=== SOURCE TEXT ===

2 Use the "Free Shipping" Filter
There’s no point in saving money on random items if the shipping costs $15. But so many AliExpress stores/items include “free shipping” - even on items under $5. Just remember to filter your search.
3 Beware Customs Duties!
Customs duties, tax and postal handling services may add significant fees to your parcel. These are entirely independent from AliExpress and its sellers, and are added by your country to imports from other countries.
You should check your country’s rules on fees. There’s usually a minimum value threshold, under which you’re exempt from paying any tax/customs duties. If you’re above that threshold, you should also note that your country’s national postal service might impose a further fixed “handling fee” of handling the customs duties at the border.
Also be careful that your delivery might be delayed beyond the expected time if it’s held up by your country’s customs authorities.
4 Use a Travel Credit Card
Especially if you’re not from the US! The default currency on AliExpress is US Dollars, and there’s a 2% exchange fee charged by AliExpress if you want to pay in a different currency on the website. Some special travel cards (e.g. Monzo, Revolut) don’t charge for international transactions, so you can pay in USD without a fee.
And if you’re nervous about using your ordinary card on a website you’ve never used before, it might reassure you to use a subsidiary credit/debit card unconnected to your main checking account.
5 Delivery Usually Takes a Long Time
Usually sellers will estimate shipping within 30-50 days. Sometimes products might arrive within two weeks, sometimes it might take over a month. This is normal. Delivery in the time of COVID will also, obviously, face considerable delays.
Don’t worry though. AliExpress has a number of protective measures for its buyers: there will be some type of parcel tracking on purchases emailed to you. If you still haven’t got your item within the 50 days, you can either message the seller (which will usually send a replacement) or initiate a dispute to claim your refund from AliExpress.
6 Take Note of Sizing
If you’re buying clothes, look at exact measurements instead of just “XS, S, M, L, XL”, expecting it to be what you’re familiar with. And some clothes might be one-size only.

===

LIST OF TASKS ->
A – According to the AliExpress shopping tips, what fee does AliExpress charge if you pay on the website in a currency other than US Dollars?
B – Do these statements agree with the AliExpress shopping tips? Answer yes or no for each, quoting the words that decide it. (i) Customs duties on a parcel are added by AliExpress sellers. (ii) Sellers usually estimate shipping within 30-50 days. (iii) Some clothes might come in only one size.
C – Carry on the AliExpress shopping tips from the point where they stop.

=== SUPPLIED INFORMATION ===

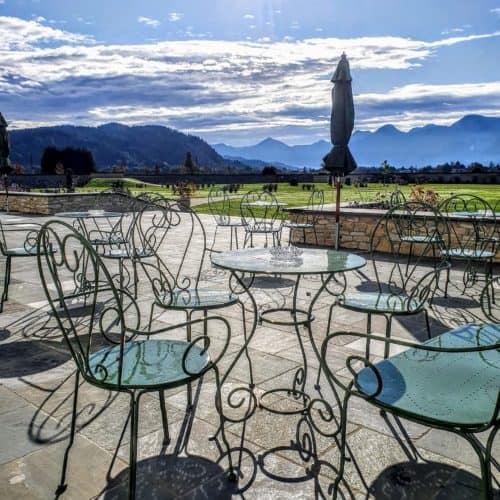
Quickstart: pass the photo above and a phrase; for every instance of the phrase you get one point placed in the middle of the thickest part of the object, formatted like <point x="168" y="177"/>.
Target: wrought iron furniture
<point x="451" y="382"/>
<point x="219" y="204"/>
<point x="314" y="205"/>
<point x="329" y="264"/>
<point x="420" y="225"/>
<point x="176" y="266"/>
<point x="261" y="214"/>
<point x="409" y="285"/>
<point x="476" y="245"/>
<point x="397" y="198"/>
<point x="112" y="349"/>
<point x="17" y="240"/>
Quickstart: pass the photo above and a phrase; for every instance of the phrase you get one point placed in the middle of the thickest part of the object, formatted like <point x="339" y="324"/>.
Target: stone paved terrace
<point x="392" y="458"/>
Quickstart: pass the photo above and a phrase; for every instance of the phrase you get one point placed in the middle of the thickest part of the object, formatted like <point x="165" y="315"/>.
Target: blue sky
<point x="237" y="71"/>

===

TASK RESPONSES ->
A – A 2% exchange fee.

B –
(i) No: "These are entirely independent from AliExpress and its sellers, and are added by your country to imports from other countries."
(ii) Yes: "Usually sellers will estimate shipping within 30-50 days."
(iii) Yes: "And some clothes might be one-size only."

C –
Asian sizes run a lot smaller than Western sizes, and the professional photos always make the clothes look boxy and oversized. If you’re looking at pants/jeans, be particularly careful. Asian pant-lengths tend not to accommodate people taller than 165cm/5’5”. Customer reviews will be really useful here!
7 Play with Keywords
There’s an unbelievable amount of sheer product on AliExpress. So you have to be clever with your searches. If you’re looking for cool t-shirts or Asian street-style (my boredom with generic high street shops is why I pivoted to AliExpress), I’d recommend throwing in: “harajuku”, “Korean”, “vintage”, “ulzzang”. It’s cliche, but it works.
And if you find a particular thing/style you like, narrow your search further by just looking within the shop of that item, or in the “seller recommendations” and “more to love” sections.
8 Play the Algorithm
Once you’ve bought a few things, AliExpress’ algorithm will start tailoring itself to fit your taste. Big data might be scary, but it’s unavoidable - so make it work for you! Let it yield stuff you’re interested in, and it’ll get easier and easier to shop and sift through what you hate.
9 Be Cautious about Particular Products
Don’t buy things like cosmetics or electronics. There are certain country-specific safety standards those products should hit, and you can’t guarantee that what you’re buying will have reached e.g. EU standards. There are horror stories of cosmetics that’ll harm your skin or exploding hoverboards. Also be careful about counterfeit goods: it’s fine if you want to buy cheap fakes, but they might just be confiscated at customs.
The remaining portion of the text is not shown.